__RECORD SET__:
— Begin —

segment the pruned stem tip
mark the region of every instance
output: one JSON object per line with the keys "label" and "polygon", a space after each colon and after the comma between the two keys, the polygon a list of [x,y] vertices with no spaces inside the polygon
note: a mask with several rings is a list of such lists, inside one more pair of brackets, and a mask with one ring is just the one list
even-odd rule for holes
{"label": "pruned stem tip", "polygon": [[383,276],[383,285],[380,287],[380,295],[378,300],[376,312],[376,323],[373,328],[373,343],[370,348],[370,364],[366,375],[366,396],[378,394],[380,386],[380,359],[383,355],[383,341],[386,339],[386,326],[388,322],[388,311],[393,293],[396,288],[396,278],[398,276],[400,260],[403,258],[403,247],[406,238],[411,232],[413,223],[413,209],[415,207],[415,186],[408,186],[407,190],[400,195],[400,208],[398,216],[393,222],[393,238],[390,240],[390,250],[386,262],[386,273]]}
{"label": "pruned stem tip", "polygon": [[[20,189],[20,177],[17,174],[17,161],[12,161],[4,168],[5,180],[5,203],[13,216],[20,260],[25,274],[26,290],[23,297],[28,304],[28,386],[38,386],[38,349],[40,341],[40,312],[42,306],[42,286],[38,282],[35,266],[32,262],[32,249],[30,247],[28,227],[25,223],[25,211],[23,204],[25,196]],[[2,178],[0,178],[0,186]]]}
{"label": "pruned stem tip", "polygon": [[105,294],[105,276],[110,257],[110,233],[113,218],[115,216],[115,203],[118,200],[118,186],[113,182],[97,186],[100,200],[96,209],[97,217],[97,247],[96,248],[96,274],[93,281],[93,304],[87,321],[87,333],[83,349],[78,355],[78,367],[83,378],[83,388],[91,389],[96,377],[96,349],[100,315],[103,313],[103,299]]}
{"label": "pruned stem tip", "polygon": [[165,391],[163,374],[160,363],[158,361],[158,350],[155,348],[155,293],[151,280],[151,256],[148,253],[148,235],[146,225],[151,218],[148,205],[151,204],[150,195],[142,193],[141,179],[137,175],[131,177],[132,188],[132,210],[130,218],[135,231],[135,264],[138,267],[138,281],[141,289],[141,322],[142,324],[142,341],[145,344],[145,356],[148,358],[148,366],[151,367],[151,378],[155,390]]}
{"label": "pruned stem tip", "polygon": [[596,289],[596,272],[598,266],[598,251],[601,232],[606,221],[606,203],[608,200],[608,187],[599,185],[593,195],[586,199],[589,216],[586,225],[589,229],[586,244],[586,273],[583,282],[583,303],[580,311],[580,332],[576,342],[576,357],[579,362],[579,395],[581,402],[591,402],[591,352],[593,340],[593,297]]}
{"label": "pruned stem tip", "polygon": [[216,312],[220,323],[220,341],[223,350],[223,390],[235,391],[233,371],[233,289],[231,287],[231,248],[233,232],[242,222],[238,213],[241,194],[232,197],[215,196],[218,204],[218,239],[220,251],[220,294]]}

— End —

Write out each line of the material above verbatim, without changing anything.

segment the pruned stem tip
mark the region of every instance
output: one JSON object per line with the keys "label" and "polygon", a space after each colon and after the comma between the two keys, the polygon a list of [x,y] vertices with no spaces inside the polygon
note: a mask with several rings is a list of such lists, inside one more pair of brackets, and a mask with one ring is just the one list
even-odd rule for holes
{"label": "pruned stem tip", "polygon": [[383,276],[383,285],[380,287],[380,295],[378,300],[376,312],[376,323],[373,328],[373,343],[370,348],[370,364],[366,375],[366,396],[378,394],[380,386],[380,359],[383,355],[383,341],[386,339],[386,326],[388,322],[388,311],[393,293],[396,288],[396,278],[398,276],[400,260],[403,258],[403,247],[406,238],[411,232],[413,223],[413,209],[415,207],[415,186],[408,186],[407,190],[400,195],[400,208],[398,216],[393,222],[393,238],[390,240],[390,250],[386,262],[386,273]]}
{"label": "pruned stem tip", "polygon": [[[20,189],[20,177],[17,174],[17,161],[12,161],[4,168],[5,180],[5,203],[13,216],[20,260],[25,274],[26,290],[23,297],[28,304],[28,386],[38,386],[38,349],[40,341],[40,312],[42,306],[42,286],[38,282],[35,266],[32,262],[32,249],[30,247],[28,227],[25,223],[25,211],[23,204],[25,196]],[[2,178],[0,178],[0,186]]]}
{"label": "pruned stem tip", "polygon": [[105,294],[105,276],[110,257],[110,233],[113,218],[115,216],[115,203],[118,200],[118,186],[113,182],[97,186],[100,200],[96,209],[97,217],[97,247],[96,248],[96,274],[93,281],[93,304],[87,321],[87,333],[83,349],[78,355],[78,367],[83,378],[83,388],[91,389],[96,377],[96,349],[100,315],[103,313],[103,299]]}
{"label": "pruned stem tip", "polygon": [[165,391],[163,374],[160,363],[158,361],[158,350],[155,348],[155,293],[151,280],[151,256],[148,253],[148,235],[146,225],[151,218],[148,205],[151,204],[150,195],[142,193],[141,179],[137,175],[131,177],[132,188],[132,210],[130,218],[135,231],[135,264],[138,267],[138,281],[141,289],[141,322],[142,324],[142,341],[145,344],[145,356],[148,358],[148,366],[151,367],[151,378],[155,390]]}
{"label": "pruned stem tip", "polygon": [[596,289],[596,272],[598,266],[598,251],[601,232],[606,221],[606,203],[608,200],[608,187],[599,185],[593,195],[586,199],[589,216],[586,225],[589,229],[586,244],[586,273],[583,282],[583,303],[580,311],[580,332],[576,342],[576,357],[579,362],[579,395],[581,402],[591,402],[591,352],[593,340],[593,297]]}
{"label": "pruned stem tip", "polygon": [[216,312],[220,323],[220,341],[223,350],[223,390],[235,391],[233,371],[233,289],[231,287],[231,248],[233,232],[242,222],[238,213],[241,194],[232,197],[215,196],[218,204],[218,239],[220,251],[220,294]]}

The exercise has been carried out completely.